──────── MATERIAL FOR THIS EXERCISE

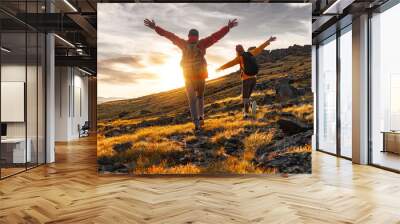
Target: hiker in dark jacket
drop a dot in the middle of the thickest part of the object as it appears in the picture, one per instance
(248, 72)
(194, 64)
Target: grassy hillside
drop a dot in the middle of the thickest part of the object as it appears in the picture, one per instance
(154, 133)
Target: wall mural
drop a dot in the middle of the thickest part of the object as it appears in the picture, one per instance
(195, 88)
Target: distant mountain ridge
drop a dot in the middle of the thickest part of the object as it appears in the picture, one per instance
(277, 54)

────────────────

[WHAT YOU WILL DO]
Please write out every row above word for word, leaving the pictures out.

[FINISHED TASK]
Target: hiker in dark jacket
drop a dot in the middle of the thickest part of the object as it appears in the picture, one per instance
(248, 72)
(194, 64)
Target: grassy hillside
drop a dot in the middle of the thickest part of the object as it appears in the picture, one per instance
(154, 133)
Target: wall mural
drop a dot in the middle of the thickest part of the object as it appears in the picture, one per instance
(195, 88)
Target: distant mountain ridge
drop a dot in the middle of the thickest part of the object as it appears in the picture, one per instance
(277, 54)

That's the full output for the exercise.